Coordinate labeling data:
_____
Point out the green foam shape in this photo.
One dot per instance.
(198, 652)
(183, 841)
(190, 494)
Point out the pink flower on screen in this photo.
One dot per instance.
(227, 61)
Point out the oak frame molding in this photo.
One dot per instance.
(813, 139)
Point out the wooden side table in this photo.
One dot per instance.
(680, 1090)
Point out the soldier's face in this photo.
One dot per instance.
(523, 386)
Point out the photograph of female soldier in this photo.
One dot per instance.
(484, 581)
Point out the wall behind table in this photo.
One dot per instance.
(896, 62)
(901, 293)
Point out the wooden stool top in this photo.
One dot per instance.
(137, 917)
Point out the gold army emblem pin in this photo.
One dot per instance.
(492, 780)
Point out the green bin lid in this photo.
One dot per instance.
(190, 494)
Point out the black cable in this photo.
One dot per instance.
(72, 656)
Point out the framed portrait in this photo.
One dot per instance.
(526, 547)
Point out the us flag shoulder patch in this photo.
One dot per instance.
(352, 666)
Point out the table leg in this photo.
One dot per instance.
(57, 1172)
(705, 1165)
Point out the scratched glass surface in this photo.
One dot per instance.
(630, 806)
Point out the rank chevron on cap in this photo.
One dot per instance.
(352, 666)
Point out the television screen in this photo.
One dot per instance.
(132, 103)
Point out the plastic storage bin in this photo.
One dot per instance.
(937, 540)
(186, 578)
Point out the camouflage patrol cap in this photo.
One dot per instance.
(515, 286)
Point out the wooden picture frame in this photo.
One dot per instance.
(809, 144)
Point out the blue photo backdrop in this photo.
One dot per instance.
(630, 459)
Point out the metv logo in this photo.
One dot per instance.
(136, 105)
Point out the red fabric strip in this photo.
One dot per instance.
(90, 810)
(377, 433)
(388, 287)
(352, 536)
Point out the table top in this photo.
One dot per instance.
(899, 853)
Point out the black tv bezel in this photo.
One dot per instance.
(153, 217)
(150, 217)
_____
OBJECTIVE:
Print every line of the material above, keeping each one identical to the original.

TASK ANSWER:
Point out the green foam shape in this photo.
One dot per instance.
(198, 652)
(183, 841)
(190, 494)
Point out the pink flower on screen in this photo.
One dot per instance.
(227, 61)
Point out the oak frame molding in this photo.
One dot per instance.
(813, 139)
Point out the wooden side table in this photo.
One dot per instance.
(680, 1090)
Point out the soldier's face in this photo.
One dot per instance.
(523, 386)
Point out the photograph of female soldier in this photo.
One dot per instance.
(484, 581)
Point out the wall behind table in this photo.
One dot per instance.
(896, 62)
(901, 293)
Point out the wooden stool top in this photo.
One dot per instance.
(137, 917)
Point out the gold army emblem pin in this photo.
One dot per instance.
(492, 780)
Point out the green bin lid in this photo.
One dot per instance.
(190, 494)
Point out the black cable in this photo.
One dot per instance.
(72, 656)
Point out the framed portrait in this photo.
One dot per instance.
(526, 547)
Point out the us flag shoulder patch in this photo.
One dot per instance.
(352, 666)
Point out the table leg in this photo.
One dot per instance.
(57, 1172)
(705, 1165)
Point out the scratched glass surface in this photo.
One dot per instance.
(630, 806)
Point out the rank chevron on cap in this photo.
One dot per instance.
(352, 666)
Point out the television screen in this photo.
One dot per instance.
(132, 103)
Point out the plastic storage bin in this photo.
One dot per instance.
(937, 540)
(186, 578)
Point out the camouflage patrol cap in this photo.
One dot per instance.
(515, 286)
Point out the wooden picture frame in this photo.
One dot per instance.
(809, 144)
Point out the blue photo backdrop in this photo.
One dot per instance.
(630, 459)
Point out the metv logo in this photo.
One dot per instance.
(136, 105)
Point out the red fabric strip in this photo.
One dot per instance.
(90, 810)
(377, 433)
(388, 287)
(352, 536)
Point out the table top in this photo.
One dot per instance.
(899, 853)
Point out the black tv bezel in this photo.
One dot per instance.
(153, 217)
(150, 217)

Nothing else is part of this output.